Copy everything from "Both of the" down to "interesting though :)" in the array benchmark passage, word for word.

====== PASSAGE TO READ

The test tries four scenarios:
- object[] (but still storing strings)
- string[]
- Wrapper<string>[]
- InvariantArray<string>
Running against an array size of 100, with 100 million iterations per test, I get the following results on my Thinkpad Twist :
Array type | Read time (ms) | Write time |
object[] | 11842 | 44827 |
string[] | 12000 | 40865 |
Wrapper<string>[] | 11843 | 29338 |
InvariantArray<string> | 11825 | 32973 |
That’s just one run, but the results are fairly consistent across runs. The one interesting deviation is the write time for object[] – I’ve observed it sometimes being the same as for string[], but not consistently. I don’t understand this, but it does seem that the JIT isn’t performing the optimization for string[] that it could if it spotted that string is sealed.
Both of the workarounds to avoid array covariance make a noticeable difference to the performance of writing to the array, without affecting read performance. Hooray!
Conclusion
I think it would be a very rare application which noticed a significant performance boost here, but I do like the fact that this is one of those situations where a cleaner design also leads to better performance, without many obvious technical downsides.
That said, I doubt that I’ll actually be using this in real code any time soon – the fact that it’s just "different" to normal C# code is a big downside in itself. Hope you found it interesting though :)

============
====== EXCERPTED RECORDS

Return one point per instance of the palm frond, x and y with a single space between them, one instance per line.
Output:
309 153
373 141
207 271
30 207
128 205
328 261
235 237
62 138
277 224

============

▶ TASK SOLUTION
Both of the workarounds to avoid array covariance make a noticeable difference to the performance of writing to the array, without affecting read performance. Hooray!
Conclusion
I think it would be a very rare application which noticed a significant performance boost here, but I do like the fact that this is one of those situations where a cleaner design also leads to better performance, without many obvious technical downsides.
That said, I doubt that I’ll actually be using this in real code any time soon – the fact that it’s just "different" to normal C# code is a big downside in itself. Hope you found it interesting though :)